Goal of the exercise: Return each line of the records with nothing changed, pictures excepted.

Data for processing:
:::::

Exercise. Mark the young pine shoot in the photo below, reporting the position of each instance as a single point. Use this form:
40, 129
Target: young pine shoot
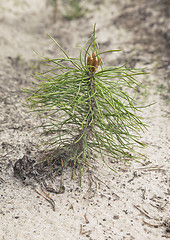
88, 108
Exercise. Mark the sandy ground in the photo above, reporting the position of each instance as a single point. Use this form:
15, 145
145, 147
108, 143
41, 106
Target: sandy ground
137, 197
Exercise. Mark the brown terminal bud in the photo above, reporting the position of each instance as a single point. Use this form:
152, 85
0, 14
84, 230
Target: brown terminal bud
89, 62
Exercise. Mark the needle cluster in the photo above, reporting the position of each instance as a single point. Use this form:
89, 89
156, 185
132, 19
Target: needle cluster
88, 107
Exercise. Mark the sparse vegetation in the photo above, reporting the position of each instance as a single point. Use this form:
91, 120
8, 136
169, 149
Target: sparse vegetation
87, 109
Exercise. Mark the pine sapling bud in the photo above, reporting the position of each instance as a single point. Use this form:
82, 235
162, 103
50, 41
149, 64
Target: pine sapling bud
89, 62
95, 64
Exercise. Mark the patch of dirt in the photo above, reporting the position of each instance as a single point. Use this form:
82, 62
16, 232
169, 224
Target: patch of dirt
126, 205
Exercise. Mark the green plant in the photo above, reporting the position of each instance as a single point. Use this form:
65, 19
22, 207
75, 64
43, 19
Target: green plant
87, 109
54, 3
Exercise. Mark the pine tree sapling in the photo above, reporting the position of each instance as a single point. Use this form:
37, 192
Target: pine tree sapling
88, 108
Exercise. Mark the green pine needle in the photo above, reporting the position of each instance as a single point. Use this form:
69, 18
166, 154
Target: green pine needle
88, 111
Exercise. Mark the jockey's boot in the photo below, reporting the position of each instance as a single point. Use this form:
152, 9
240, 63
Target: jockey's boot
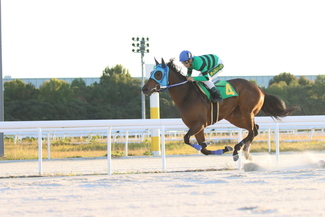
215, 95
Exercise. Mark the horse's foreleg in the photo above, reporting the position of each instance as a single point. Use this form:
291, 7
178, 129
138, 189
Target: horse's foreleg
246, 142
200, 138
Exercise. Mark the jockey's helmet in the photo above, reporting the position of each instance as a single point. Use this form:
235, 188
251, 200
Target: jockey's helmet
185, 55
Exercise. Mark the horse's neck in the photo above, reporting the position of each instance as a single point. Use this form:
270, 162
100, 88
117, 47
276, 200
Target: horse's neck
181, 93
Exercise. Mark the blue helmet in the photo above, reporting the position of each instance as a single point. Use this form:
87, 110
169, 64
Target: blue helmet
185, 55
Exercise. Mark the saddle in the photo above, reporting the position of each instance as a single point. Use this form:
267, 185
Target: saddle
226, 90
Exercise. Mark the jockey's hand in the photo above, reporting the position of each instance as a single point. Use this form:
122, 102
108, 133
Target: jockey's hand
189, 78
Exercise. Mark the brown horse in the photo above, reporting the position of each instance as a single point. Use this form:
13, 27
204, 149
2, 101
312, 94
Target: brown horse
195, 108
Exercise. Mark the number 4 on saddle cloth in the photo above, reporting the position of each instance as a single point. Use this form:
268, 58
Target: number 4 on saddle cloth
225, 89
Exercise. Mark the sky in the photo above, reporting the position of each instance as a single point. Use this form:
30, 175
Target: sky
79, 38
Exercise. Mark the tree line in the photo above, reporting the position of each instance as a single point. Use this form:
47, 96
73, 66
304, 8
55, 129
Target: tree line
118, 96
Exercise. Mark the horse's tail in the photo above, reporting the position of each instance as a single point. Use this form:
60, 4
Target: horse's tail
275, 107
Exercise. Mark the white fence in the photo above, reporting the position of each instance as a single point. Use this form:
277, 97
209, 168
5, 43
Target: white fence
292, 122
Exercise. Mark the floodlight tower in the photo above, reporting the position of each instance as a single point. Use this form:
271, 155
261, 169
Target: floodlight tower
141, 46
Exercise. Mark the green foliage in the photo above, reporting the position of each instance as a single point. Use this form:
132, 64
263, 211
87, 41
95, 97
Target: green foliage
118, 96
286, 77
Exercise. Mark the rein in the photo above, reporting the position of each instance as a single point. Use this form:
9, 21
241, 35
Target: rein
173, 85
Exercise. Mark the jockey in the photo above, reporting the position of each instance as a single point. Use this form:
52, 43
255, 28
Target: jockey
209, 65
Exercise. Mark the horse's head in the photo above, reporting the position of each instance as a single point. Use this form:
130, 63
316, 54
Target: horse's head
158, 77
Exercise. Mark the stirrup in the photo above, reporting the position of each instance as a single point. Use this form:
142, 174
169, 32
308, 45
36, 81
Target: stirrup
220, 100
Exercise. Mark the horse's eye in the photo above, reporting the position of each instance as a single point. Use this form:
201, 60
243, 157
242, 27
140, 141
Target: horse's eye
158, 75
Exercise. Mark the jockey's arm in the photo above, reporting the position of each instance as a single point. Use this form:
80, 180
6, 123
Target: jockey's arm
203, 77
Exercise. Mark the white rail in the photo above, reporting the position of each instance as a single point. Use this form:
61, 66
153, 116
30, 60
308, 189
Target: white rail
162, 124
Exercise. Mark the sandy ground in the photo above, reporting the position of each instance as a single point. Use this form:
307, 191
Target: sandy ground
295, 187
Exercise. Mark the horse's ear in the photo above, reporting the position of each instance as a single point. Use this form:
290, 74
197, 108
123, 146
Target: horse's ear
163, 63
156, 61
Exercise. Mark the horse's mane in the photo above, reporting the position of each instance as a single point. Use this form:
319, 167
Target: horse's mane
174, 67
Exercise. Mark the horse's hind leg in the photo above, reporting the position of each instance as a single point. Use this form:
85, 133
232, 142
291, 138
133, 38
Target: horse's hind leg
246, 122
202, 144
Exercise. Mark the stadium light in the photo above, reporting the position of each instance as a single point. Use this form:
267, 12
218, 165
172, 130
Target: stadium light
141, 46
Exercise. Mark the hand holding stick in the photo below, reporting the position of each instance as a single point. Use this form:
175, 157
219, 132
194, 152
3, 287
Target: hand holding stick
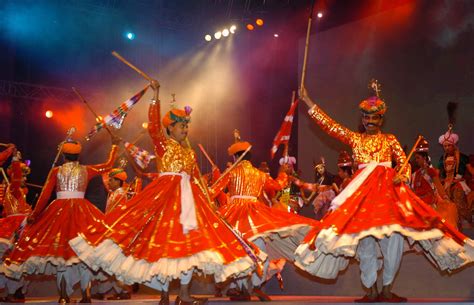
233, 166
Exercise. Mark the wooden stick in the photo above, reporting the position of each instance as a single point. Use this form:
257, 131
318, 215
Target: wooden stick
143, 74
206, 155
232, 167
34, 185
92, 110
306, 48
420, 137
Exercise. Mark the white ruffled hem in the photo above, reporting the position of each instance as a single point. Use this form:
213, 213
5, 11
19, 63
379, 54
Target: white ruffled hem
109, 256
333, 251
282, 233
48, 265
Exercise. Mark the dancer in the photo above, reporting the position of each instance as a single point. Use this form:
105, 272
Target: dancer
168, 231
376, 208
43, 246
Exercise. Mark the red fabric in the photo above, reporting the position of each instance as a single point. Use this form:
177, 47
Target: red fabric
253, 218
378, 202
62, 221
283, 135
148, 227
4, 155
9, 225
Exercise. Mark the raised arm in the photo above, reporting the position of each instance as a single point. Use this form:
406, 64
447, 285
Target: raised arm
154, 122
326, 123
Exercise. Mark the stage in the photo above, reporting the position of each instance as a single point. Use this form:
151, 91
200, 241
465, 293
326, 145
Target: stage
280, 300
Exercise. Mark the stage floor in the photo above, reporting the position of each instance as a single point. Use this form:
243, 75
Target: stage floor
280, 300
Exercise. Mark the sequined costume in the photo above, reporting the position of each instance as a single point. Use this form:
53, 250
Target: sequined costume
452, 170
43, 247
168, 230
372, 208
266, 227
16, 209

:::::

Solved problem:
Exercise. Mark the young pine shoot in the photo below, reporting the position of each instance as a single point. Use this form:
40, 129
Target: young pine shoot
88, 108
Exercise. Mark the sandy ground in the photo above, reporting the position of each instance as a single point. Use this form:
15, 145
145, 147
108, 143
41, 106
Target: sandy ground
137, 197
Exercise. Mark the brown terminal bud in the photo above, reporting the position of each instance as a single point. Use this form:
152, 85
0, 14
84, 230
Target: brown terminal bud
89, 62
Exercise. Mark the needle cluster in the photo above, reporting the position of each instance as a single point. Use this form:
89, 89
156, 185
132, 19
Target: needle cluster
88, 107
Exercise. Mark the sparse vegetation in the photo above, reporting the position of each instance as a single point. Use this form:
91, 120
8, 136
169, 149
Target: sparse vegetation
87, 109
Exercise. Mark the pine sapling bud in the photo above, reporting the position of each instance as a single point. Use this form:
82, 235
162, 103
50, 41
149, 64
Target: pine sapling bud
89, 62
95, 64
Exercise. Mark the patch of dirt in the photo above, reporting the position of each instance as a single point. Use this form:
82, 62
16, 232
169, 224
Target: patch of dirt
126, 205
Exercise. Mark the green plant in the photo above, reporting the position of each instance as a single point. Use this form:
65, 19
22, 207
75, 64
43, 19
Target: green plant
87, 109
54, 3
Exercise. Mark the pine tree sapling in the photo above, reporting the position of each instance as a single point. Use this form:
37, 192
Target: pine tree sapling
88, 108
Exercise. Mark the green pine needle in the photo above, reporting the position of each instance as a single point. Use this form:
69, 18
166, 154
Target: green pine needle
88, 111
Exercise. Mark the jockey's boot in the photo below, reporting the position of each instance as a single point. Use this form:
152, 9
240, 63
Target: jockey's boot
215, 95
Exercise. Mark the horse's foreleg in the photo above, reporting the position of each instance as a single point. Use this form:
291, 7
178, 129
138, 189
Target: horse's foreleg
246, 142
200, 138
Exercise. Mark the jockey's helmet in the photo above, reporting the position of each instance as a single point. Use this form:
235, 188
251, 200
Target: jockey's helmet
185, 55
Exercise. Mark the horse's neck in the photo above, reporting the position of each instance as a single point. Use this form:
270, 162
100, 88
117, 47
276, 200
Target: horse's neck
181, 93
Exercise. Mark the blue helmet in the photo above, reporting the position of each instance as a single point. Use this form:
87, 110
169, 64
Target: blue helmet
185, 55
Exercise. Mark the saddle in the photo above, reporting the position of each instance as a single point. Use this form:
267, 185
Target: saddle
226, 90
Exercise. Mark the jockey's hand in the photo above, reporting the position of each instance as a single point. Use this form:
122, 102
108, 133
Target: jockey's hand
189, 78
Exercise. Mark the brown horse in the photo above, reporting the position of each instance as a single point. Use this form:
13, 27
204, 149
2, 101
312, 94
Target: brown horse
195, 108
Exercise. Mark the number 4 on saddle cloth in the photo above, reporting the position of each instance as a single point. Use this form:
268, 58
Target: number 4 on saddle cloth
225, 89
Exercise. Mark the sky in the photo above, reporting the position of each instance as a single point. Use this form:
30, 175
Target: sky
79, 38
Exercise. Mark the tree line in the photo above, reporting the position of each instance as a single point. Use this form:
47, 96
73, 66
304, 8
55, 129
Target: tree line
118, 96
Exercise. Mark the horse's tail in the photo above, reporting the position of each instance as a single point. Use this form:
60, 4
Target: horse's tail
275, 107
Exercise. Mark the white fence in the photo above, reporting the position of each instance as a single point. Use this form:
277, 97
209, 168
5, 43
Target: white fence
292, 122
Exercise. Mark the floodlight tower in the photo above, reporting the position of each instance as a single point. Use this form:
271, 155
261, 169
Target: floodlight tower
141, 46
Exercise. Mark the green foliage in the photo above, reporting the position of each instance as a single point. Use this form:
132, 64
263, 211
87, 41
95, 97
Target: green foliage
118, 96
286, 77
Exercise. Mark the rein in the photo above, reporting the position of each instance as a single point. Use this form:
9, 21
241, 35
Target: rein
173, 85
Exercise. Mark the jockey in the photo above, reporting the position of each instance as a single point. Use this form:
52, 43
255, 28
Target: jockey
209, 65
Exercise. Mark the horse's head in the photo above, reporting the position of each instance as a single point. Use this form:
130, 63
316, 54
Target: horse's head
158, 77
Exercise. Mark the stirrup in the photo above, reporting the position of each instance as a single point. Use this form:
142, 174
169, 32
308, 45
36, 81
Target: stirrup
220, 100
Exercise. Mark the horse's eye in the photo above, reporting the position of each instance as a single point. Use this form:
201, 60
243, 157
242, 27
140, 141
Target: horse's eye
158, 75
Exercise. Mark the jockey's arm in the photo above, reporting the position of each instance as a single point. Use this form:
80, 180
6, 123
Target: jockey's arm
203, 77
Exercise. Mark the white rail in the photo above, reporting the position of each instance as a single point. Use this form:
61, 66
153, 116
30, 60
308, 189
Target: white rail
162, 124
Exercise. Mark the sandy ground in the photo above, reporting the position of each instance as a single point. Use this form:
307, 191
Target: sandy ground
295, 187
Exercise. Mark the horse's ear in the photo above, reporting the position of each instance as a single point. Use this form:
290, 74
197, 108
123, 146
Target: horse's ear
163, 63
156, 61
Exercise. Mark the horse's mane in the photo above, reporting the position of each instance as a single point. Use this form:
319, 167
Target: horse's mane
174, 67
Exercise. Mark the horse's hind leg in the photo above, reporting the position of each instance as a single point. Use this form:
85, 133
232, 142
291, 138
133, 38
Target: horse's hind leg
246, 122
202, 144
Exercise. Mark the stadium light in the photo above, reporting the position of each instance as a single point. Use this form:
267, 12
218, 165
172, 130
Target: stadium light
141, 46
Exercise. Mark the hand holding stick in the photo below, reporting the position of each instance as a single point. Use this form:
175, 157
219, 132
194, 152
3, 287
Target: hand holding stick
233, 166
Exercise. Mark the wooden stick in the photo above, reporting the position of each instance as a single point. Use this form:
257, 131
318, 215
Target: wooden stick
143, 74
206, 155
232, 167
34, 185
92, 110
306, 48
420, 137
Exercise. Mark the white ruffled hem in the photo above, reporting the position of each instance as a single point. Use this form:
213, 213
5, 11
19, 63
379, 54
Target: white ruffled hem
109, 256
333, 251
282, 233
48, 265
Exercise. Mark the dancer in the photo above, reporting the position of each instance as a single point. Use this form:
105, 272
Target: dancer
168, 231
376, 208
43, 246
Exercise. Mark the red fabric in the photo above, reporting the position of each instance as a single point. Use this form:
177, 47
Target: red fabric
253, 218
378, 202
62, 221
283, 135
148, 227
4, 155
9, 225
Exercise. Mark the raised arm in the photo above, reporting the position of each instance as a single point. Use this form:
406, 64
447, 285
Target: raised arm
154, 122
326, 123
Exercise. Mark the stage in the photo above, reporting the position of each instance as a single point. Use this form:
151, 91
200, 241
465, 293
326, 145
Target: stage
280, 300
Exercise. Mark the stage floor in the photo above, reporting the position of each instance as a single point. Use this form:
243, 75
Target: stage floor
280, 300
Exercise. Mark the sequined costume in the photo above, reporting the position of each instance as a single point. Use this form:
53, 250
Target: sequined costume
452, 170
43, 247
168, 230
372, 208
266, 227
16, 209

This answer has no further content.